- [GESTELLTE AUFGABE]:
Gib sämtliche folgenden Einträge zeilengetreu wieder und lass die Bilder dabei weg.

- [Extrahierte Dateneinträge]:
══════════════════════════════

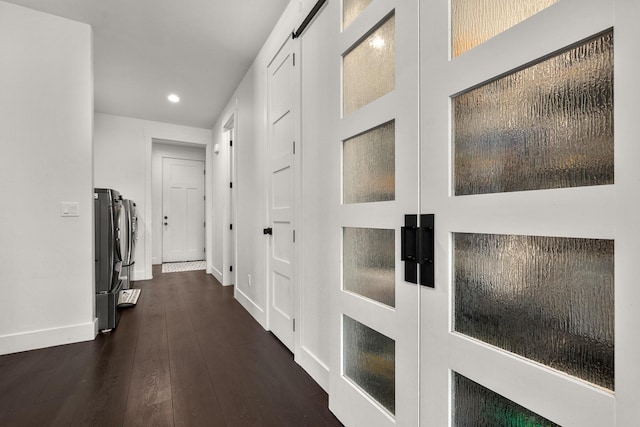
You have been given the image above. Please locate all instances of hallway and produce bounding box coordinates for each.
[0,266,341,426]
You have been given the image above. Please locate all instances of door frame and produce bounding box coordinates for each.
[263,34,304,354]
[143,128,213,280]
[222,115,238,286]
[160,157,207,264]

══════════════════════════════

- [GELÖSTE AUFGABE]:
You have been given the image above. Please locate all instances of hallway and produce bounding box coordinates for each.
[0,266,341,426]
You have been given the image above. Please locate all instances of door frame and produce bounding box coordinates for each.
[263,34,304,354]
[143,128,213,280]
[222,115,238,286]
[160,157,207,264]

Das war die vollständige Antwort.